> **Excerpted text**
————
Yes. So VS Code is an IDE written by Microsoft. There is a licensed version of it from Microsoft, and then there's an open source version. And so VS Code is a really great IDE. It's good for Python. It's common in the Python ecosystem. And so that's kind of the primary reason. RStudio does have a bunch of Python features, but it is definitely not a Python-first kind of ecosystem. But the other thing is that VS Code is something that can be built on top of. And so that's where you have all of these extensions.

So to answer the question there in the chat, you can install extensions if you want. There's actually some cool features inside of GitHub where you can install a bunch of your default extensions for your user and stuff like that. But VS Code is sort of bare without extensions. And so you add all these extensions, and that's something that Posit we're working towards is trying to make an IDE that has all of the goodness of VS Code without the kind of DIY you have to build your own IDE from it. And so that's Positron.
————
> **Data records**
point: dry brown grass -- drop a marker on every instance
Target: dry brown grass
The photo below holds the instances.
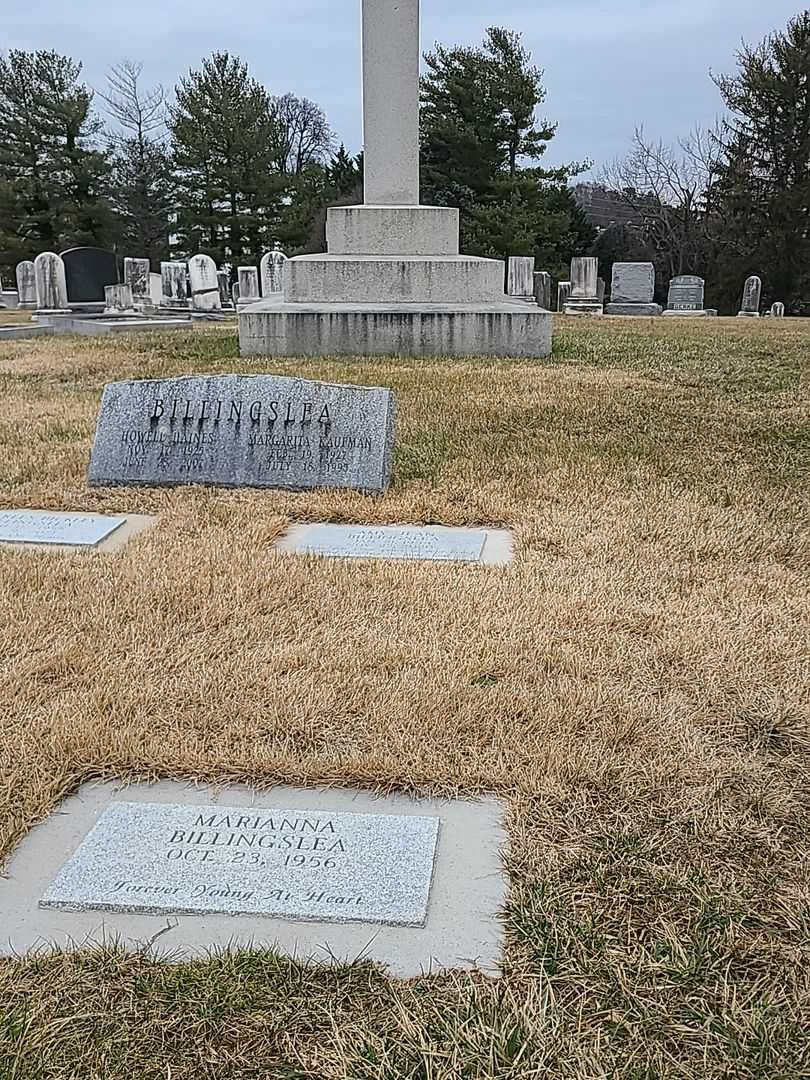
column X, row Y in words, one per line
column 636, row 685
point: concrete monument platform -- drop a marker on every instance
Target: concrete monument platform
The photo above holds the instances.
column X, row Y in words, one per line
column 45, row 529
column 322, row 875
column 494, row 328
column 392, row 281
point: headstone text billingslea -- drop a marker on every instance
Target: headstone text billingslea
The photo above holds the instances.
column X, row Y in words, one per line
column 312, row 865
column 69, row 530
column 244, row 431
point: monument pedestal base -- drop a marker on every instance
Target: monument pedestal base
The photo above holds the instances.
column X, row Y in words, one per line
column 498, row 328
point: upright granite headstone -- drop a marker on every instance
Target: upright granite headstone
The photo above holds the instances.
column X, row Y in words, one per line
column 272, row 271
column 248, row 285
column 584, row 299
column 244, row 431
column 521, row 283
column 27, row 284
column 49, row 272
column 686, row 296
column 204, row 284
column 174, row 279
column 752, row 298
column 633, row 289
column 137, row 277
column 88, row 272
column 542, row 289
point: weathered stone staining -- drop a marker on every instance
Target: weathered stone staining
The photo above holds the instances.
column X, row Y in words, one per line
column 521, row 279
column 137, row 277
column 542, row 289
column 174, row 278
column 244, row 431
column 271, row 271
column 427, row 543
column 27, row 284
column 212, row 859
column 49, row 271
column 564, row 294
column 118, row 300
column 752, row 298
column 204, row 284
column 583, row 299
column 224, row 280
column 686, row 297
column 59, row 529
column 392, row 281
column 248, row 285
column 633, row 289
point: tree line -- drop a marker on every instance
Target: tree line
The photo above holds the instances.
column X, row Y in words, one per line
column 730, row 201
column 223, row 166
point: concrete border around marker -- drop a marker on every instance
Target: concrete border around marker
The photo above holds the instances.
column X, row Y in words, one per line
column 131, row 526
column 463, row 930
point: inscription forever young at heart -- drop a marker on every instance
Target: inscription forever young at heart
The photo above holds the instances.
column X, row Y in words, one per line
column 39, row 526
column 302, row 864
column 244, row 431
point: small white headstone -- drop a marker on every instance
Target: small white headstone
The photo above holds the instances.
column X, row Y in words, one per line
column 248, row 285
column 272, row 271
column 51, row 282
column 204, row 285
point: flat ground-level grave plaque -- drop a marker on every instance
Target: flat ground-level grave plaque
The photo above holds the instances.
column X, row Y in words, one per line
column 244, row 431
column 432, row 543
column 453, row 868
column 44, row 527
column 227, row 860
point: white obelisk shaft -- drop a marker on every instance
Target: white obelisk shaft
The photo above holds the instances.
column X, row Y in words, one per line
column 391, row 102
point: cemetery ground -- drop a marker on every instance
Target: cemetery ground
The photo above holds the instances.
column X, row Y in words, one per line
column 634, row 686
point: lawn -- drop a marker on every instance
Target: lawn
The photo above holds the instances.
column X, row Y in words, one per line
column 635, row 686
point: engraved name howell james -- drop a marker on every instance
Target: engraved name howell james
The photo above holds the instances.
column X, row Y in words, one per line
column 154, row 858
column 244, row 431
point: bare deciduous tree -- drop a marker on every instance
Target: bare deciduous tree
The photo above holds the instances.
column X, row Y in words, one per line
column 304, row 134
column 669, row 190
————
> **What this exercise asks**
[A] Rewrite the VS Code and Positron passage, starting with "So to answer" and going on through "so that's Positron.", with "extensions" replaced by "plugins".
[B] According to the VS Code and Positron passage, which company wrote VS Code?
[C] Take the VS Code and Positron passage further, continuing on from its last sentence.
The listing is separate material and is not part of the VS Code and Positron passage.

> **Per-task outputs**
[A]
So to answer the question there in the chat, you can install plugins if you want. There's actually some cool features inside of GitHub where you can install a bunch of your default plugins for your user and stuff like that. But VS Code is sort of bare without plugins. And so you add all these plugins, and that's something that Posit we're working towards is trying to make an IDE that has all of the goodness of VS Code without the kind of DIY you have to build your own IDE from it. And so that's Positron.

[B] Microsoft

[C]
So I don't know if you wanted to chat about that a little bit, Phil. Yeah, no, I think the key thing is that I feel like when I go into RStudio, it's kind of what I need it to be. And when I go into VS Code, I kind of need to make it what I want it to be. We're working on that with Positron. It's a new IDE by RStudio. So I do think probably going forward, there'll be an IDE like this that we'll use. And I'll put that in the chat box as well. Currently, this is supported on the desktop version. And so this will be a very similar experience, but built from the perspective of VS Code is mainly for software development and software engineers. We're taking that and building this for data scientists so that they can have that multilingual experience.

Exploring Shiny for Python examples

So the other thing, this is where we wanted to transition to the LLM world. The interface that everybody's familiar with is the chat interface. And so that's what we're going to do. And this is, again, one of the huge benefits of code, right? I'm totally just stealing a package that one of my teammates built. Winston Chang, if y'all know.

So, yeah. So this chat stream package is a user interface for building a chat application. And so this is what everybody's used to. And the idea is you can do it yourself. And what you have to do is you just have to wire up a back end. And so that's the piece here. You might be like, wow, can we really do something meaningful in 20 lines of code? Yes, you can. But we need something else first. And the first thing here is that we need an open AI URL.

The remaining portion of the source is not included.